START Data excerpts
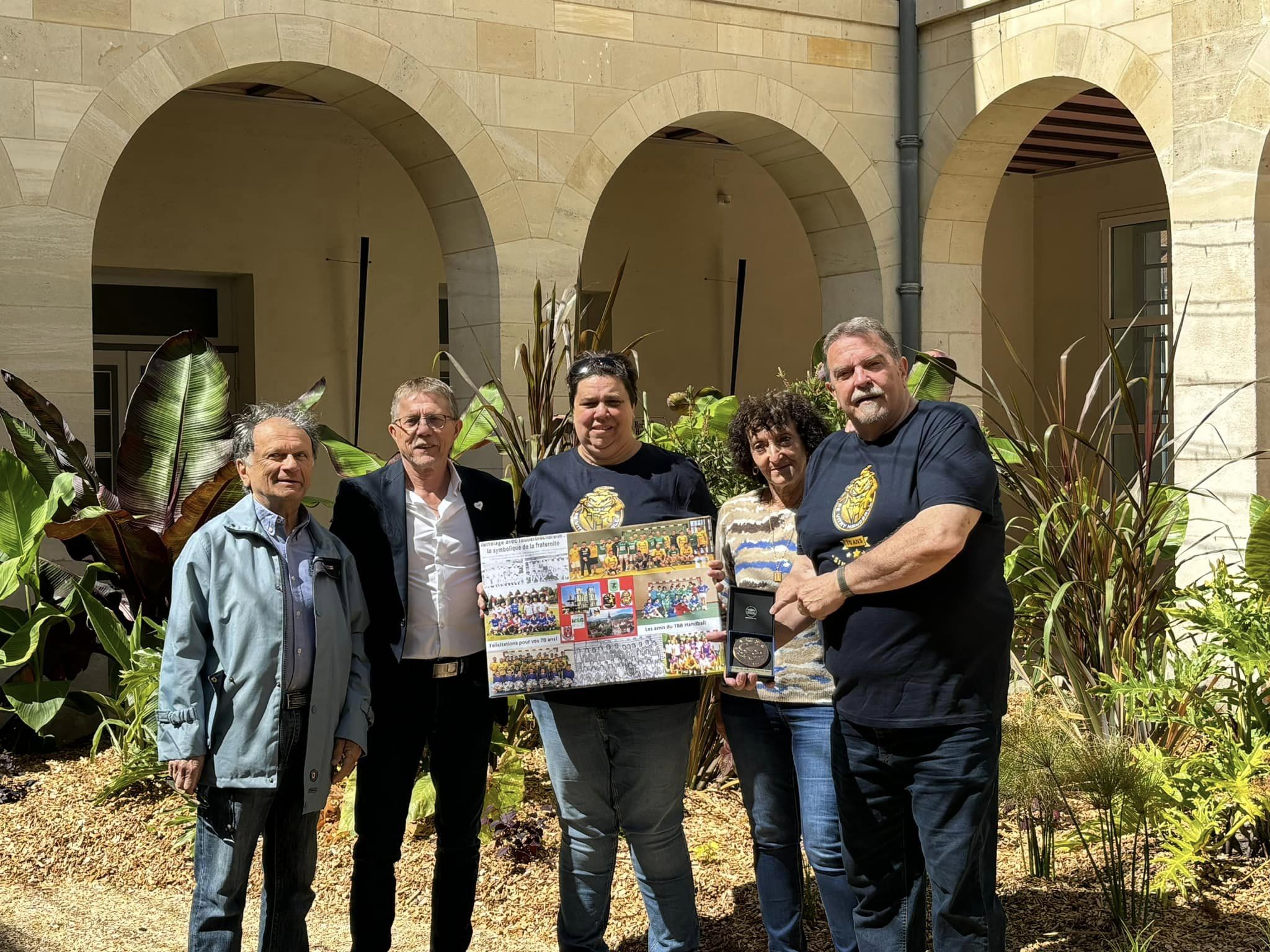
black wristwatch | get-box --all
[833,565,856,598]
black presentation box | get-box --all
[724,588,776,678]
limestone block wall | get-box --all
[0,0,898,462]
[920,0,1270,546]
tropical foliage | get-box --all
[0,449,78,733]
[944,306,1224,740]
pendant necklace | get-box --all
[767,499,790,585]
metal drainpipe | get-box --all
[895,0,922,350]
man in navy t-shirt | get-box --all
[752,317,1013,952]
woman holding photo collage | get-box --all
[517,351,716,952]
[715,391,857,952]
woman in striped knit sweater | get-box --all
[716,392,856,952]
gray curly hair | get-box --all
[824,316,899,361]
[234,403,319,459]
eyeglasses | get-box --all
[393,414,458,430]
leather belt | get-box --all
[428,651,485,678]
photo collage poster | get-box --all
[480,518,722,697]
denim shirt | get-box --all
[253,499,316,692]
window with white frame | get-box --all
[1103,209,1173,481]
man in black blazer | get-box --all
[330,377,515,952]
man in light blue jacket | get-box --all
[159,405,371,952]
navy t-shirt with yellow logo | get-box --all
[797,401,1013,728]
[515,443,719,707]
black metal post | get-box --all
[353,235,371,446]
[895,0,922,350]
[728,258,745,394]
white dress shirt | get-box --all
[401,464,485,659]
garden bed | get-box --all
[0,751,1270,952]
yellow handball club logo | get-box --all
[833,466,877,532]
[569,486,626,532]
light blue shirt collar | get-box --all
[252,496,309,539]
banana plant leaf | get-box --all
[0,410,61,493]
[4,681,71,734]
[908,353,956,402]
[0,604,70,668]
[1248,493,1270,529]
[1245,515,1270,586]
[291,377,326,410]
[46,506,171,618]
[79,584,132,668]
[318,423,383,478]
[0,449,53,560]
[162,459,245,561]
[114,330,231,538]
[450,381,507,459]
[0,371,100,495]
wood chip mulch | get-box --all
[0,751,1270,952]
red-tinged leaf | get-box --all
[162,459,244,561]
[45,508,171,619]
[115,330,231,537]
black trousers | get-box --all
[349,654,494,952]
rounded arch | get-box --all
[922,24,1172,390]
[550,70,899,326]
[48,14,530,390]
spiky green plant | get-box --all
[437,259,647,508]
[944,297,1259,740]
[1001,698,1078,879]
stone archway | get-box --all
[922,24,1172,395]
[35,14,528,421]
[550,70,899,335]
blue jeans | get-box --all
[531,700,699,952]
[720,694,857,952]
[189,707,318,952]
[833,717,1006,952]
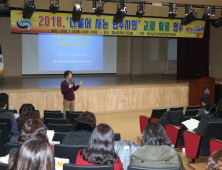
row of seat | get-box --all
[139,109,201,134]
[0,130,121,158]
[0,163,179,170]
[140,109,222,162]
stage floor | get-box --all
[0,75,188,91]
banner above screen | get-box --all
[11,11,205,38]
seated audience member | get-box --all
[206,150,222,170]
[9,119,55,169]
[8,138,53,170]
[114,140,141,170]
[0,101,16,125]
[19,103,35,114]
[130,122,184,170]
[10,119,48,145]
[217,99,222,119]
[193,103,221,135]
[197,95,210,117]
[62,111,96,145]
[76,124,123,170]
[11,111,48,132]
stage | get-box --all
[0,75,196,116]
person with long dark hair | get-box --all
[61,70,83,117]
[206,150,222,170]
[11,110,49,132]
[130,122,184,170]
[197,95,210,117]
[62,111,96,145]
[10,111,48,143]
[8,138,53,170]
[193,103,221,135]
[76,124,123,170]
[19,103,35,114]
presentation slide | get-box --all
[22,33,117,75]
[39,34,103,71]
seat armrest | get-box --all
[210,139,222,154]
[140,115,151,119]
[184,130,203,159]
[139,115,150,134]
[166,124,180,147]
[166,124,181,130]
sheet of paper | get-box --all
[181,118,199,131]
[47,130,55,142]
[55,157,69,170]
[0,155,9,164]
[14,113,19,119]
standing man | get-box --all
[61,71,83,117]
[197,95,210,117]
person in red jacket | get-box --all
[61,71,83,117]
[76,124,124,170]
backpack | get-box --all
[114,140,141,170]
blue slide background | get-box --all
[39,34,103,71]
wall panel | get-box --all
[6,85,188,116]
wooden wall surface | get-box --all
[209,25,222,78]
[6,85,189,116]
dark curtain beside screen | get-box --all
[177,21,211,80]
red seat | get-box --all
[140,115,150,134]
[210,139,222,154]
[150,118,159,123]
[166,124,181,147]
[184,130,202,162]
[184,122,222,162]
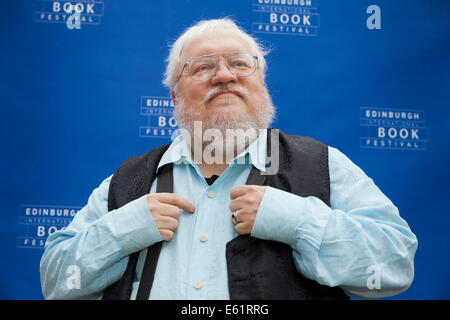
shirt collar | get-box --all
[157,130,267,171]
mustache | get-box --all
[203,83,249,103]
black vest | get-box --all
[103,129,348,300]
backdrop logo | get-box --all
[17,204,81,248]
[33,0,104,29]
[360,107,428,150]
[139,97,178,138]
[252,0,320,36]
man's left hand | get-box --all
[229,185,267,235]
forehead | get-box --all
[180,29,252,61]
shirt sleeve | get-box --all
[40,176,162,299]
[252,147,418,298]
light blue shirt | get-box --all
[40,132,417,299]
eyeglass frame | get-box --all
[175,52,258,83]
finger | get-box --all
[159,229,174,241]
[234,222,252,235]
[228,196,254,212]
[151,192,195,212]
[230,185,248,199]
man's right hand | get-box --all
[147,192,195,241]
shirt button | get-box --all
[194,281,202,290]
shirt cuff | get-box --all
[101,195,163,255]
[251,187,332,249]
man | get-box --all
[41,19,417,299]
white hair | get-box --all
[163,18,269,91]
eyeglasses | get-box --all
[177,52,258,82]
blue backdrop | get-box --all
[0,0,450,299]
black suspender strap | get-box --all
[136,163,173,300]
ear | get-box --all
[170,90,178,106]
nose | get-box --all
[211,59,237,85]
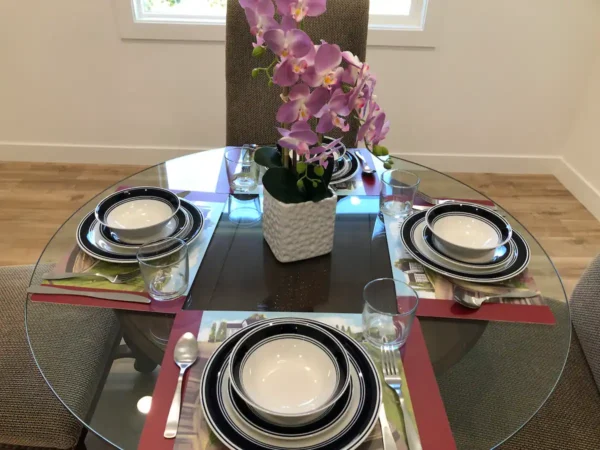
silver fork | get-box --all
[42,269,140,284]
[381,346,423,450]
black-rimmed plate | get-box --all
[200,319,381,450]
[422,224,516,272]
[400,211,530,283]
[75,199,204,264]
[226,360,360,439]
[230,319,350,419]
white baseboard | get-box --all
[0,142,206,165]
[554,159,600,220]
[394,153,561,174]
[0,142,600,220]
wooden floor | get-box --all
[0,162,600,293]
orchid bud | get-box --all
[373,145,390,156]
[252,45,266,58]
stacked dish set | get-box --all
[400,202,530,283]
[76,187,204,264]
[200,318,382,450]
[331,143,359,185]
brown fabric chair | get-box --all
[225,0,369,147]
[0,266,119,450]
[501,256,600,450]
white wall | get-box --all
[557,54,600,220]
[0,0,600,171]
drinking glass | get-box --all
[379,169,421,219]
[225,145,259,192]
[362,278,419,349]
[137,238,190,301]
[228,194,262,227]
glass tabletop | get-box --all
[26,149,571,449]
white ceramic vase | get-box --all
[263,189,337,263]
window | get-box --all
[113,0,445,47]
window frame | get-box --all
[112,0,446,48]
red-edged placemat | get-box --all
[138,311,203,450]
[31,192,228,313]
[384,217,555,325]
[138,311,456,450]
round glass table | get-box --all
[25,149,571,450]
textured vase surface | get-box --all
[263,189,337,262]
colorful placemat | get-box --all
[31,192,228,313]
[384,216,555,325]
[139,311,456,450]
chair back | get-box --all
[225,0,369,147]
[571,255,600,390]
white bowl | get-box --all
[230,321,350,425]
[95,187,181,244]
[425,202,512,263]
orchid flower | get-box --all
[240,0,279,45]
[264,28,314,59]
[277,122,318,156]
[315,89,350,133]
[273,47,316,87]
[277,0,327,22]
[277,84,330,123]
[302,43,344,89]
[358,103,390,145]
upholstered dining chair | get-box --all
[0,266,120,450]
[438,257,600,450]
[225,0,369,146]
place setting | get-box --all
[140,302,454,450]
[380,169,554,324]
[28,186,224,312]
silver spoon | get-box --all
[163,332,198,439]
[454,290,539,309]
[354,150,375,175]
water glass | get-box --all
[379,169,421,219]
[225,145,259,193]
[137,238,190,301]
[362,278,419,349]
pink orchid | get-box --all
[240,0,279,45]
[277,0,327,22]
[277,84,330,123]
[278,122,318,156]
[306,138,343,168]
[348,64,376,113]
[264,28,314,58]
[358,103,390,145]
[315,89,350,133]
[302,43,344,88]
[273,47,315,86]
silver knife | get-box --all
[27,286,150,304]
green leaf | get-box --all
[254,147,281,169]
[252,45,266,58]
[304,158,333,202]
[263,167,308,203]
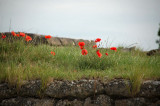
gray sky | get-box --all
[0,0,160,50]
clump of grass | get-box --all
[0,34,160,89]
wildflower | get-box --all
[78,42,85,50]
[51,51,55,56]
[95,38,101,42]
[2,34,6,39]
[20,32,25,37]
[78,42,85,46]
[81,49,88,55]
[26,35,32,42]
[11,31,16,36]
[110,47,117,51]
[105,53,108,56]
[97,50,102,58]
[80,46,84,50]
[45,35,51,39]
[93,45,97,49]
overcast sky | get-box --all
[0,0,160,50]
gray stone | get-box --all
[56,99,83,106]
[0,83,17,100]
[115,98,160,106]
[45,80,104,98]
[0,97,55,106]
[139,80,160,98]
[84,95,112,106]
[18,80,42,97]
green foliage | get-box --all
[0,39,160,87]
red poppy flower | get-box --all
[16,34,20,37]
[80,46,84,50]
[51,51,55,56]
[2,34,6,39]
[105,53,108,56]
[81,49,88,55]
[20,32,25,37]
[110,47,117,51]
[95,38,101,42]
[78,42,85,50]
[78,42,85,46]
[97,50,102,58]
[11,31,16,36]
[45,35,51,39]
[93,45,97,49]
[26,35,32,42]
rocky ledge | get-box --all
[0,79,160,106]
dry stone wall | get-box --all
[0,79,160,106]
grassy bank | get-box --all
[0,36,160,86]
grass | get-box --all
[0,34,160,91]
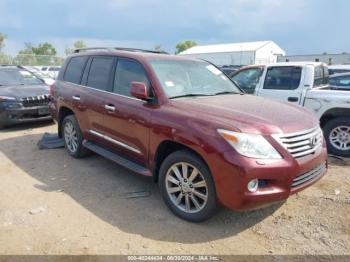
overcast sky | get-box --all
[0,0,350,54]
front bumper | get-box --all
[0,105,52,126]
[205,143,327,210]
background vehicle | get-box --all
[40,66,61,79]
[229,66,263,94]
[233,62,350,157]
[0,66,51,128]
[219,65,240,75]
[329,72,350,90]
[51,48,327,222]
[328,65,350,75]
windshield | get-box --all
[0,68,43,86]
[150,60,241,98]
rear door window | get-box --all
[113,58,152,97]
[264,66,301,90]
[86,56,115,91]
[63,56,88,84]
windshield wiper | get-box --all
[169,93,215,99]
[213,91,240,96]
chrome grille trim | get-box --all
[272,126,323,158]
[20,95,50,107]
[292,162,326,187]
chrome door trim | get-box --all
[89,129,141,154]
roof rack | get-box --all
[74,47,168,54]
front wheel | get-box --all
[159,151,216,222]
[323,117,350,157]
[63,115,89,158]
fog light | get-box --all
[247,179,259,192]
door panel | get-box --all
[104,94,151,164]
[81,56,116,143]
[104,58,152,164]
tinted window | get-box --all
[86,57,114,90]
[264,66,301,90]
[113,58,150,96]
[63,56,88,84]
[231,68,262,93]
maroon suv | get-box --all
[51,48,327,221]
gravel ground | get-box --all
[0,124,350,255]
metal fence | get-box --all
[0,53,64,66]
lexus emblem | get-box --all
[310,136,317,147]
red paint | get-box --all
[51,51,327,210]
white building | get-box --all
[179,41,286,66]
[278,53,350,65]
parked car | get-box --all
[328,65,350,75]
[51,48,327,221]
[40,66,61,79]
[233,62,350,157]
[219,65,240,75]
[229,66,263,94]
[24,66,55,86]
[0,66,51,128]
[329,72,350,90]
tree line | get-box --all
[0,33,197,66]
END Data excerpts
◆ Required work:
Pull out every line of the records that contains the word "blue".

◆ Problem solution:
man in light blue jacket | get-box --all
light blue shirt collar | get-box --all
blue jeans | get-box --all
blue slide background | get-box --all
light blue shirt | get-box --all
blue backdrop | get-box --all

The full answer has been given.